■ EXERCISE INSTRUCTIONS ■
Identify each line in the material below that contains the string "white" and copy it. Case counts.

[Stored records]
'''

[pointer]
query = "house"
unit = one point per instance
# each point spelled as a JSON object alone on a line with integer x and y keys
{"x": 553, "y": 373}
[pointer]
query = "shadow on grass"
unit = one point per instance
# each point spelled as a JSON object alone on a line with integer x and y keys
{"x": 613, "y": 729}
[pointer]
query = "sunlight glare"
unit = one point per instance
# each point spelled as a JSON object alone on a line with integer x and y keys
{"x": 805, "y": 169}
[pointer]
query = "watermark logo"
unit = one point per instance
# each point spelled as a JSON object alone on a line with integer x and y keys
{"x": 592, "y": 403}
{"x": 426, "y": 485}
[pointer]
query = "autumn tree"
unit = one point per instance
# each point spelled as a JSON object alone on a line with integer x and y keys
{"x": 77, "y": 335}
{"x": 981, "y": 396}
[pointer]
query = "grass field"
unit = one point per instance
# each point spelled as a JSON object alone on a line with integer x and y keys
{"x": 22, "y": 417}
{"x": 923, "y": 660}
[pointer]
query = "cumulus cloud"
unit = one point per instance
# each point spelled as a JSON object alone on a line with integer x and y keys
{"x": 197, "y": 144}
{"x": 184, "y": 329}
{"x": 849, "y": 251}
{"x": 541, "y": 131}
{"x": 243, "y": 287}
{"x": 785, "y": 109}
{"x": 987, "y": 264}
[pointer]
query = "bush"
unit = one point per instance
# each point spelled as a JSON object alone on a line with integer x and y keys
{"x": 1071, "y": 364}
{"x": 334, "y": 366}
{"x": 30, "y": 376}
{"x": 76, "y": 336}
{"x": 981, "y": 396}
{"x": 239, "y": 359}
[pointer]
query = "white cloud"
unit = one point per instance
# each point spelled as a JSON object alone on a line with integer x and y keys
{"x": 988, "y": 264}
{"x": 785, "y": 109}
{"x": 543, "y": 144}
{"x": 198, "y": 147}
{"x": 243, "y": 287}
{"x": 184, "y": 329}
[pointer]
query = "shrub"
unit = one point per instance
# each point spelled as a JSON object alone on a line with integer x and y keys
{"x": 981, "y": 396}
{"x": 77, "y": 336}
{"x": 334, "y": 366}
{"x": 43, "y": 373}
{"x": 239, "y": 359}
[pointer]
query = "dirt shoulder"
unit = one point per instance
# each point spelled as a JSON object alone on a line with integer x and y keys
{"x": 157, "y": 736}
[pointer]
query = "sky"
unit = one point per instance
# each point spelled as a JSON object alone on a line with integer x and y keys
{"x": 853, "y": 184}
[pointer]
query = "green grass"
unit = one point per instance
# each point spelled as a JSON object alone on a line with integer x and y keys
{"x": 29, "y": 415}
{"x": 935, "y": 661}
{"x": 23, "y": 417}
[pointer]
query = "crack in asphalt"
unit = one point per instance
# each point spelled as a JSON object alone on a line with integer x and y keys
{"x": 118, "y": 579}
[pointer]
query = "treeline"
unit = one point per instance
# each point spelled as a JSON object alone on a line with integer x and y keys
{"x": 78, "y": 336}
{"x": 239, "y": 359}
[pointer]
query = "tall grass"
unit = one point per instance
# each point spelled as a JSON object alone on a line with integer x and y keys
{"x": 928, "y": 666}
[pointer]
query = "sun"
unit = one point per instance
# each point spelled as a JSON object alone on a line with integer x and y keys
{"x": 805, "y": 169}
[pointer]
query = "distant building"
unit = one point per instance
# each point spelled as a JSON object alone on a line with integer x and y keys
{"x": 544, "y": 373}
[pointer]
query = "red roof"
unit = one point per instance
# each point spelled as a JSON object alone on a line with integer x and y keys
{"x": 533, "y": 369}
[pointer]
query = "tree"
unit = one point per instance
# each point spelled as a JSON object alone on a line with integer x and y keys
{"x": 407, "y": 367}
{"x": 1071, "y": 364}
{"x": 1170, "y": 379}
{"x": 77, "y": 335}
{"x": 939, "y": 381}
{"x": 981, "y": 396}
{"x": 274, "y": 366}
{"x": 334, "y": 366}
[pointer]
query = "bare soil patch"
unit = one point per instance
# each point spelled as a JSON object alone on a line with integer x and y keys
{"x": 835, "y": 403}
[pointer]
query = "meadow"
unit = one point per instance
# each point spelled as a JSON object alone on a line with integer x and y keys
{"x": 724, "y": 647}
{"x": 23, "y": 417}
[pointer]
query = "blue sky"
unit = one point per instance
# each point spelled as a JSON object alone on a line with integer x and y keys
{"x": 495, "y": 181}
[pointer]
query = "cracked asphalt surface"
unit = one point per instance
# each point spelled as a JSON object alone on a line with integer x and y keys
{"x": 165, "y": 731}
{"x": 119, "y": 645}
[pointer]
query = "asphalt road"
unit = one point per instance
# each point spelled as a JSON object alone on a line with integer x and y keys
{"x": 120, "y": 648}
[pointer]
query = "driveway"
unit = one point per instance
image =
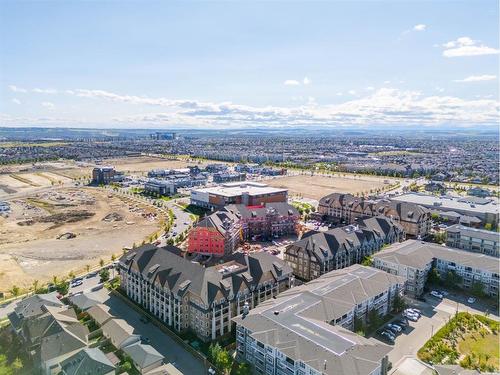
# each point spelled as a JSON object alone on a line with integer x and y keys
{"x": 168, "y": 347}
{"x": 435, "y": 314}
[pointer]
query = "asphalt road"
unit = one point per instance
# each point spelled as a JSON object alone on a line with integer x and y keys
{"x": 435, "y": 314}
{"x": 168, "y": 347}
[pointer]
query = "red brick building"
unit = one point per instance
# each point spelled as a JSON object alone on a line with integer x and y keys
{"x": 222, "y": 232}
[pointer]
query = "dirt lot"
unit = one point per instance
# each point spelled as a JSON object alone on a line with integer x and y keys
{"x": 316, "y": 187}
{"x": 56, "y": 230}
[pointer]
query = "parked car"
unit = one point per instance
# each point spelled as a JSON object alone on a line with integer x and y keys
{"x": 436, "y": 294}
{"x": 394, "y": 327}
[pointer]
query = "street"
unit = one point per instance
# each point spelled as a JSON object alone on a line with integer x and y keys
{"x": 168, "y": 347}
{"x": 435, "y": 314}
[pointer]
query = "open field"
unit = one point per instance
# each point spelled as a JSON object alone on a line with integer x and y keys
{"x": 58, "y": 230}
{"x": 316, "y": 187}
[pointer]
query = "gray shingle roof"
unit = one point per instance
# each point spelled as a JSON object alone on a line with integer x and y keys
{"x": 179, "y": 275}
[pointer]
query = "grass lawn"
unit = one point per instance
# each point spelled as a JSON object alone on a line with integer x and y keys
{"x": 487, "y": 346}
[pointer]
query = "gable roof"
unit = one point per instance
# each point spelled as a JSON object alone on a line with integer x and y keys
{"x": 88, "y": 361}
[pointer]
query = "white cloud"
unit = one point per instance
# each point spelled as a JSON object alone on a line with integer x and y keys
{"x": 465, "y": 46}
{"x": 48, "y": 105}
{"x": 44, "y": 91}
{"x": 17, "y": 89}
{"x": 385, "y": 106}
{"x": 481, "y": 78}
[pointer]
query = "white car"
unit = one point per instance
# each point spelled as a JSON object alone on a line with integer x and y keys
{"x": 436, "y": 294}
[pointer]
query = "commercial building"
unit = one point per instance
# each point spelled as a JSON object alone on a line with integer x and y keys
{"x": 246, "y": 193}
{"x": 415, "y": 219}
{"x": 414, "y": 259}
{"x": 485, "y": 209}
{"x": 317, "y": 253}
{"x": 303, "y": 331}
{"x": 222, "y": 232}
{"x": 186, "y": 295}
{"x": 471, "y": 239}
{"x": 222, "y": 177}
{"x": 105, "y": 175}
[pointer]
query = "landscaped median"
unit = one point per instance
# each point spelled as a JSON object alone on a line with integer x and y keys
{"x": 469, "y": 340}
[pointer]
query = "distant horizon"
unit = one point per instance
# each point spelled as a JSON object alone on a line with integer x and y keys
{"x": 238, "y": 65}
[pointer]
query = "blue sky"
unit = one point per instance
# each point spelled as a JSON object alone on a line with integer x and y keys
{"x": 237, "y": 64}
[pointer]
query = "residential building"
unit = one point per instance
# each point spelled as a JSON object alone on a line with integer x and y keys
{"x": 317, "y": 253}
{"x": 105, "y": 175}
{"x": 186, "y": 295}
{"x": 414, "y": 259}
{"x": 485, "y": 209}
{"x": 471, "y": 239}
{"x": 246, "y": 193}
{"x": 119, "y": 333}
{"x": 52, "y": 337}
{"x": 217, "y": 234}
{"x": 88, "y": 361}
{"x": 302, "y": 331}
{"x": 415, "y": 219}
{"x": 145, "y": 357}
{"x": 222, "y": 232}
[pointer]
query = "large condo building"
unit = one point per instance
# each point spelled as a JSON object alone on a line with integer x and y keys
{"x": 485, "y": 210}
{"x": 246, "y": 193}
{"x": 186, "y": 295}
{"x": 477, "y": 240}
{"x": 415, "y": 219}
{"x": 221, "y": 232}
{"x": 305, "y": 331}
{"x": 414, "y": 259}
{"x": 317, "y": 253}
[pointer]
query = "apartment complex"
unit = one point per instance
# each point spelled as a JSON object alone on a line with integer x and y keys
{"x": 222, "y": 232}
{"x": 484, "y": 209}
{"x": 105, "y": 175}
{"x": 471, "y": 239}
{"x": 415, "y": 219}
{"x": 303, "y": 331}
{"x": 414, "y": 259}
{"x": 186, "y": 295}
{"x": 246, "y": 193}
{"x": 317, "y": 253}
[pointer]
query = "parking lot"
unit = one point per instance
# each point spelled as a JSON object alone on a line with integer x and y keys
{"x": 435, "y": 314}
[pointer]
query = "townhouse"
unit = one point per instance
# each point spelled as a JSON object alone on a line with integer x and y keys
{"x": 303, "y": 331}
{"x": 186, "y": 295}
{"x": 471, "y": 239}
{"x": 414, "y": 259}
{"x": 221, "y": 233}
{"x": 317, "y": 253}
{"x": 415, "y": 219}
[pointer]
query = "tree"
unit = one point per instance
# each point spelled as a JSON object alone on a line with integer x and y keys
{"x": 63, "y": 287}
{"x": 104, "y": 275}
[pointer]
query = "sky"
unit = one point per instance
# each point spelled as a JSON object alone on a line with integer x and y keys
{"x": 237, "y": 64}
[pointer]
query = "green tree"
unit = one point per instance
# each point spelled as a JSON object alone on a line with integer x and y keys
{"x": 104, "y": 275}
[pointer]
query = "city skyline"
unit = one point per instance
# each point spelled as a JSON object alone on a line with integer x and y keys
{"x": 236, "y": 65}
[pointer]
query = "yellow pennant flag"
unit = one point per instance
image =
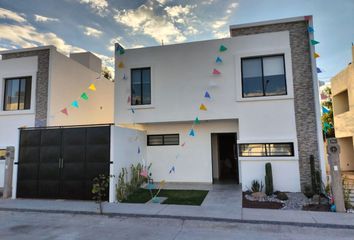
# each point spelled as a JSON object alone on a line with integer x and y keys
{"x": 92, "y": 87}
{"x": 202, "y": 107}
{"x": 121, "y": 65}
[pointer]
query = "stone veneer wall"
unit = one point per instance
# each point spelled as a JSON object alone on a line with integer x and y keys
{"x": 305, "y": 112}
{"x": 41, "y": 84}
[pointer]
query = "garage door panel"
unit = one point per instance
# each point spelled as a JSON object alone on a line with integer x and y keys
{"x": 29, "y": 154}
{"x": 61, "y": 163}
{"x": 99, "y": 135}
{"x": 26, "y": 189}
{"x": 98, "y": 153}
{"x": 48, "y": 189}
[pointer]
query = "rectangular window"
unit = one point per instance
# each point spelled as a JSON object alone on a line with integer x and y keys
{"x": 141, "y": 86}
{"x": 159, "y": 140}
{"x": 266, "y": 150}
{"x": 2, "y": 154}
{"x": 263, "y": 76}
{"x": 17, "y": 95}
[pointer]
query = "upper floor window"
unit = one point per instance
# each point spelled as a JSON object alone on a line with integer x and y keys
{"x": 17, "y": 95}
{"x": 263, "y": 76}
{"x": 141, "y": 86}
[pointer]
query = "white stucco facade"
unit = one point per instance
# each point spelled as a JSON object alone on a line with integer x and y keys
{"x": 180, "y": 75}
{"x": 67, "y": 80}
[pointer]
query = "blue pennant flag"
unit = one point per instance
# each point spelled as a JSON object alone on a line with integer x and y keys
{"x": 325, "y": 110}
{"x": 191, "y": 133}
{"x": 75, "y": 104}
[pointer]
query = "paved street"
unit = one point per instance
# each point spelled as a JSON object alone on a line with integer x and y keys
{"x": 26, "y": 225}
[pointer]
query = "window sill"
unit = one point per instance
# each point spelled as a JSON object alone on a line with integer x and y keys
{"x": 253, "y": 159}
{"x": 265, "y": 98}
{"x": 17, "y": 112}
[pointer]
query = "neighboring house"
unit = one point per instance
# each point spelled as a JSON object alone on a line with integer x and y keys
{"x": 343, "y": 111}
{"x": 36, "y": 84}
{"x": 259, "y": 91}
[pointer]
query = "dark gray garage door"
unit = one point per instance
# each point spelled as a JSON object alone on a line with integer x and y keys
{"x": 60, "y": 163}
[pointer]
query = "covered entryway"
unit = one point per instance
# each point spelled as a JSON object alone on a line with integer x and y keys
{"x": 60, "y": 163}
{"x": 225, "y": 157}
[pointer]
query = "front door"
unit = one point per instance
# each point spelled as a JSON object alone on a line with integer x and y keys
{"x": 228, "y": 161}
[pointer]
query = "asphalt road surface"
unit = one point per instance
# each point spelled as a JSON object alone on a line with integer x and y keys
{"x": 53, "y": 226}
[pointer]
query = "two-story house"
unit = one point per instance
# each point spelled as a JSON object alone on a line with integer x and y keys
{"x": 41, "y": 88}
{"x": 218, "y": 110}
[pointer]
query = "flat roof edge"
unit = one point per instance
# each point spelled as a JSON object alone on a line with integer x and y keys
{"x": 27, "y": 49}
{"x": 269, "y": 22}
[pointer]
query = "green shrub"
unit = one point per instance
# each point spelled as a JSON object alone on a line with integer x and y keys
{"x": 256, "y": 186}
{"x": 308, "y": 191}
{"x": 282, "y": 196}
{"x": 124, "y": 187}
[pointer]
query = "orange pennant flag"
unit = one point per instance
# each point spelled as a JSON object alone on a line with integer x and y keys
{"x": 92, "y": 87}
{"x": 202, "y": 107}
{"x": 64, "y": 111}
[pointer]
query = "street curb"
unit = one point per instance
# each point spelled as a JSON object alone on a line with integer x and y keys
{"x": 206, "y": 219}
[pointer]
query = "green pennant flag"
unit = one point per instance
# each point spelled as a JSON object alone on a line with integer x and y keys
{"x": 314, "y": 42}
{"x": 84, "y": 96}
{"x": 222, "y": 48}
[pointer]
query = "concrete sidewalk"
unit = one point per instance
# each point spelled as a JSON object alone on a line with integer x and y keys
{"x": 209, "y": 212}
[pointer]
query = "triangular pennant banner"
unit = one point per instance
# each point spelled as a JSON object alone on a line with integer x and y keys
{"x": 325, "y": 110}
{"x": 121, "y": 65}
{"x": 314, "y": 42}
{"x": 202, "y": 107}
{"x": 172, "y": 170}
{"x": 64, "y": 111}
{"x": 196, "y": 121}
{"x": 75, "y": 104}
{"x": 191, "y": 133}
{"x": 92, "y": 87}
{"x": 216, "y": 72}
{"x": 84, "y": 96}
{"x": 222, "y": 48}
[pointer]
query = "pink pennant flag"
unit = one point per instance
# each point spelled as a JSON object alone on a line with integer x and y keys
{"x": 64, "y": 111}
{"x": 216, "y": 72}
{"x": 143, "y": 173}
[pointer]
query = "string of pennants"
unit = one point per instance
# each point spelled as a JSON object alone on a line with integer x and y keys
{"x": 313, "y": 42}
{"x": 202, "y": 106}
{"x": 84, "y": 96}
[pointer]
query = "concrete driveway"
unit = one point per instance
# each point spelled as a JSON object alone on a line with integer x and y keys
{"x": 49, "y": 226}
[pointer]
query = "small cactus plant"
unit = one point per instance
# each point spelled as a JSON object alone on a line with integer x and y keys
{"x": 268, "y": 179}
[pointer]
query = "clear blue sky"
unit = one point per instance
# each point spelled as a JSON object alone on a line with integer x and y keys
{"x": 94, "y": 25}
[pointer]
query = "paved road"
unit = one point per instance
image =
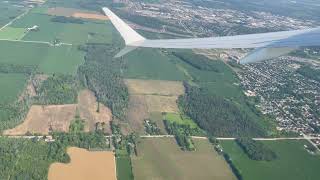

'''

■ ANSWER TO THIS PROBLEM ■
query = "white cloud"
query = "white cloud"
query = "white car"
query = "white stucco facade"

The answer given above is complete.